#### Your goal
Copy the listing word for word, from its first line through the line that contains "positive clicks: (656, 431)", including both of those lines.

#### Input material

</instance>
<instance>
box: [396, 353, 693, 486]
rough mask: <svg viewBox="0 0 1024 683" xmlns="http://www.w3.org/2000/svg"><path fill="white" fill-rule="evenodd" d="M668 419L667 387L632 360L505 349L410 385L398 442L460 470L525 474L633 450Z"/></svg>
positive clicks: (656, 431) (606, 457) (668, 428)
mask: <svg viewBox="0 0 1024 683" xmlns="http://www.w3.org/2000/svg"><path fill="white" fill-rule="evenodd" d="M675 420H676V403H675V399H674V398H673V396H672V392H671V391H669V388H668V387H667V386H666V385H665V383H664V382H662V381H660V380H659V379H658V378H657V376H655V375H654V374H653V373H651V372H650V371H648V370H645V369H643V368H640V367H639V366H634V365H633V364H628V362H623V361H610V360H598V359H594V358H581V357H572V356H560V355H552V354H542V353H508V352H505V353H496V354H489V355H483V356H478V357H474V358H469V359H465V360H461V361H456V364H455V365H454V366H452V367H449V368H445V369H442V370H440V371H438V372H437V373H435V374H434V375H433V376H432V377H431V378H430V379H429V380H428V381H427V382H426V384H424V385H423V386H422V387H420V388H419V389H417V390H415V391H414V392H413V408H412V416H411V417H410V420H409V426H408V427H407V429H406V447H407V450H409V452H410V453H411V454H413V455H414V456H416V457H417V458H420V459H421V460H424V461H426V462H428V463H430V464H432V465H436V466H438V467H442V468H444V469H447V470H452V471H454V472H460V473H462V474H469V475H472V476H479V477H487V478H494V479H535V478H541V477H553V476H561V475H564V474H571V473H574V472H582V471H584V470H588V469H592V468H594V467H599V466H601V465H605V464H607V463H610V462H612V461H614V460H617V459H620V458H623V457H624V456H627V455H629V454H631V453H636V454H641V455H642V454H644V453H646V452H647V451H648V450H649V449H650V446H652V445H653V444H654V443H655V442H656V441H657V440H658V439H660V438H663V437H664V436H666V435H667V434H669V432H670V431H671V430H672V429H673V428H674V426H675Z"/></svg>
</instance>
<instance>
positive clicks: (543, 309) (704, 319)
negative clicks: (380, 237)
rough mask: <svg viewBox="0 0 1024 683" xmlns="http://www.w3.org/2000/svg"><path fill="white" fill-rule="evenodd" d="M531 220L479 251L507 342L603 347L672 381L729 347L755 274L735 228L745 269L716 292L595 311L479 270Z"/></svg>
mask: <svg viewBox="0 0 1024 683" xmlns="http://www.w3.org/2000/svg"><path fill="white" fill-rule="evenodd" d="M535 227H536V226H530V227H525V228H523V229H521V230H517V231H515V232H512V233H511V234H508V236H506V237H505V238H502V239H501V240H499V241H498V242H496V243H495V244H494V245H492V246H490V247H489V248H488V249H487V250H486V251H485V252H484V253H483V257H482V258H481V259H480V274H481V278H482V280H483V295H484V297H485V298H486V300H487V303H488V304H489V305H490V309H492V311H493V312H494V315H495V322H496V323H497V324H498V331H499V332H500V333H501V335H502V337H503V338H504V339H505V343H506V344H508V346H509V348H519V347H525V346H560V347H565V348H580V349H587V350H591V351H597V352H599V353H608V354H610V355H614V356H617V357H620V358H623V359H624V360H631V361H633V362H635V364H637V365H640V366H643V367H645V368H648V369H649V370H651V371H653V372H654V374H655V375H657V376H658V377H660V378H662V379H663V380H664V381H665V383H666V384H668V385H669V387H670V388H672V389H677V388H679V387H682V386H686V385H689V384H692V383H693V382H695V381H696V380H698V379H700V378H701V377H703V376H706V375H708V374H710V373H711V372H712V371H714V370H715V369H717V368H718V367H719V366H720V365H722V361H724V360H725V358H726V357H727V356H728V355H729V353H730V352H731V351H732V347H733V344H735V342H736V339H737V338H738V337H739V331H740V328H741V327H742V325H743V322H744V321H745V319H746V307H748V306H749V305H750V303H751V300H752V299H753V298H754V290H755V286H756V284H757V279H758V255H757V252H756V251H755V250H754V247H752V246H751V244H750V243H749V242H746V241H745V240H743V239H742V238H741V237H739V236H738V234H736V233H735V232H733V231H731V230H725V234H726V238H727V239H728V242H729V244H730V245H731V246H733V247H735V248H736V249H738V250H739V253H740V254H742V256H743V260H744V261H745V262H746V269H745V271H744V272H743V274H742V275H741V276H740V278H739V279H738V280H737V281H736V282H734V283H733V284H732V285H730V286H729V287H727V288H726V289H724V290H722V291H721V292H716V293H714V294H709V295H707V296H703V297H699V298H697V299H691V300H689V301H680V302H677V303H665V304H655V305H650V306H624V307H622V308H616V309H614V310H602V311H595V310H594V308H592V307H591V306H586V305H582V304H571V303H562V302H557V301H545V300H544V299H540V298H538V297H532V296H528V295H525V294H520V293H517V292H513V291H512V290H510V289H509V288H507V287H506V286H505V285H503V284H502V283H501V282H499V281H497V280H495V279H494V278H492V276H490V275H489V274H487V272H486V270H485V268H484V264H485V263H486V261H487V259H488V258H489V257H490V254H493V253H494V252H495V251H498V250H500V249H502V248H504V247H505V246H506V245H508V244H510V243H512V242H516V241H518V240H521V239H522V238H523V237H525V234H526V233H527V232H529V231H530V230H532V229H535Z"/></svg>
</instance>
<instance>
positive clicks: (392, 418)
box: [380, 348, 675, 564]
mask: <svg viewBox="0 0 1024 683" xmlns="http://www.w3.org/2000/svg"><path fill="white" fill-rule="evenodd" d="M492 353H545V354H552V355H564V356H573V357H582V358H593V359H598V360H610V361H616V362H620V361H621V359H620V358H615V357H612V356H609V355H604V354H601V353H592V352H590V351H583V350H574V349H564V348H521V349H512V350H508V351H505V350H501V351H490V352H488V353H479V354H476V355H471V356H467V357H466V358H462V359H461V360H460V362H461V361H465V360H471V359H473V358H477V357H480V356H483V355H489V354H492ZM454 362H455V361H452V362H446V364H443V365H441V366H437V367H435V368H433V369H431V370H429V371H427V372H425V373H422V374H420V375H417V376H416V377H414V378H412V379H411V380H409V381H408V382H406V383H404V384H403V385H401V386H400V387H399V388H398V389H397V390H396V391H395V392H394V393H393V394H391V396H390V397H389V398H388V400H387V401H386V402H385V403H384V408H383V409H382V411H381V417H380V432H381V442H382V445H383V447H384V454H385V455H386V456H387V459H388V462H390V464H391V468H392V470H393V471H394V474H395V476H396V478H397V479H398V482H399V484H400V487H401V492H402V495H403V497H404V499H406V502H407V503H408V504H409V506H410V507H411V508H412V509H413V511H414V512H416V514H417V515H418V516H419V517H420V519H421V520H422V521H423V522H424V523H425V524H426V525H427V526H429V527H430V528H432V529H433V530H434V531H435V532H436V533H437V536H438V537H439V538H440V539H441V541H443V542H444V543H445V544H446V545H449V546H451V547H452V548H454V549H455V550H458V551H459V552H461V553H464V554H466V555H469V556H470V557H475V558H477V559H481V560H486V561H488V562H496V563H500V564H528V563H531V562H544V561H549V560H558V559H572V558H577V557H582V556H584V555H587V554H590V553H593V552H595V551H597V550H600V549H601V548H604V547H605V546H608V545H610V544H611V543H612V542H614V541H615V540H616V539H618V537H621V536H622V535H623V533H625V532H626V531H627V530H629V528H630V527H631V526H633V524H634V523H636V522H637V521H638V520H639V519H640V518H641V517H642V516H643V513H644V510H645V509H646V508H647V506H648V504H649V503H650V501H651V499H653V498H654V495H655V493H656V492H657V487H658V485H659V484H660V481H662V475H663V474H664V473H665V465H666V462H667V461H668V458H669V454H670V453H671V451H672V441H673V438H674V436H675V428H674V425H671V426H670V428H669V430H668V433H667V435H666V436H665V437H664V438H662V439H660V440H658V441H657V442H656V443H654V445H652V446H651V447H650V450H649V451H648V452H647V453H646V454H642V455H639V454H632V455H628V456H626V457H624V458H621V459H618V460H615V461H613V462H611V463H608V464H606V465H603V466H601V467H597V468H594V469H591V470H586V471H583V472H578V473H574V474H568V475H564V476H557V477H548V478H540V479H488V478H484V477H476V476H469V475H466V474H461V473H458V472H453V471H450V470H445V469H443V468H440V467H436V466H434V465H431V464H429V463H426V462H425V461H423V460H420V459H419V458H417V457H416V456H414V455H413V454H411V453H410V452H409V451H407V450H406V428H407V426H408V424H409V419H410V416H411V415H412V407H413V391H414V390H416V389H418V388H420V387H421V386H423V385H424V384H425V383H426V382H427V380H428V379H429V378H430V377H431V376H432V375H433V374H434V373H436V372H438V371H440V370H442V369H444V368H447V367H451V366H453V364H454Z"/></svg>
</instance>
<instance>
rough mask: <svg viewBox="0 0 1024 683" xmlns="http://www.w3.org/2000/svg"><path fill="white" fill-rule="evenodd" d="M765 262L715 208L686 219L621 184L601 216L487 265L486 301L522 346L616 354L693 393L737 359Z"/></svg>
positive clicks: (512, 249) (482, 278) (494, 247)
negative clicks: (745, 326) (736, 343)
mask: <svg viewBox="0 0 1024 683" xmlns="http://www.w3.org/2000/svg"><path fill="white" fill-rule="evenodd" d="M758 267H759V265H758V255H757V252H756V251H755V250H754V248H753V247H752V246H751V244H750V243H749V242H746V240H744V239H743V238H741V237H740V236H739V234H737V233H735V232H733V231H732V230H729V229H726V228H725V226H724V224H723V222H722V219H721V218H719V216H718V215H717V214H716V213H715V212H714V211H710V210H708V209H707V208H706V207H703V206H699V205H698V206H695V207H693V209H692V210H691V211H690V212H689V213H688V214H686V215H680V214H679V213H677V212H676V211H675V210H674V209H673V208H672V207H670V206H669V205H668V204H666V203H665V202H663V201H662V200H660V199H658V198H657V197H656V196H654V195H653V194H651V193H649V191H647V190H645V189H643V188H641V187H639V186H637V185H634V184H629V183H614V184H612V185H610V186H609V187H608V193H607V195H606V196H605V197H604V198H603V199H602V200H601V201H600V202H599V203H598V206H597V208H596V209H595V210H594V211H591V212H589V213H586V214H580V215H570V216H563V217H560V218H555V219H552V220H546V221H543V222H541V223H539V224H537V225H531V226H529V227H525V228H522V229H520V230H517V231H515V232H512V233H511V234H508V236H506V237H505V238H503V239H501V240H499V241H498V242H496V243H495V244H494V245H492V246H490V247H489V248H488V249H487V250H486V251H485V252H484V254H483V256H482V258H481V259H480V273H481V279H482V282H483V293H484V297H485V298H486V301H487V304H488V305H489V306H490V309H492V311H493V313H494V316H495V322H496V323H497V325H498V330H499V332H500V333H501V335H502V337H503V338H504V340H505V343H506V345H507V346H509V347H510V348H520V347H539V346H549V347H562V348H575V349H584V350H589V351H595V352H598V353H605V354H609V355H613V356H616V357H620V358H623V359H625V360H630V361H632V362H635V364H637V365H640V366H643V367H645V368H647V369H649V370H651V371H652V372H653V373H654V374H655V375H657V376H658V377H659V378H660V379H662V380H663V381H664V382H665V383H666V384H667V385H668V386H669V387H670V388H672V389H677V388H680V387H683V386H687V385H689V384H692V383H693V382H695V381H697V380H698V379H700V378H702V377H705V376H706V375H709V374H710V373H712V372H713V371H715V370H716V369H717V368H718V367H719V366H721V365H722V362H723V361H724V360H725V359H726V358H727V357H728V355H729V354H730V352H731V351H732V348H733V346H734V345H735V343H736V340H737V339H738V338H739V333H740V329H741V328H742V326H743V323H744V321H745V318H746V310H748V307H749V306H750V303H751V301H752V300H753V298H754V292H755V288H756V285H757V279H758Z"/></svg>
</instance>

#### Response area
</instance>
<instance>
box: [396, 353, 693, 486]
rough mask: <svg viewBox="0 0 1024 683" xmlns="http://www.w3.org/2000/svg"><path fill="white" fill-rule="evenodd" d="M668 419L667 387L632 360L505 349L410 385L398 442L460 470L525 474L633 450Z"/></svg>
positive clicks: (656, 431) (606, 457) (668, 428)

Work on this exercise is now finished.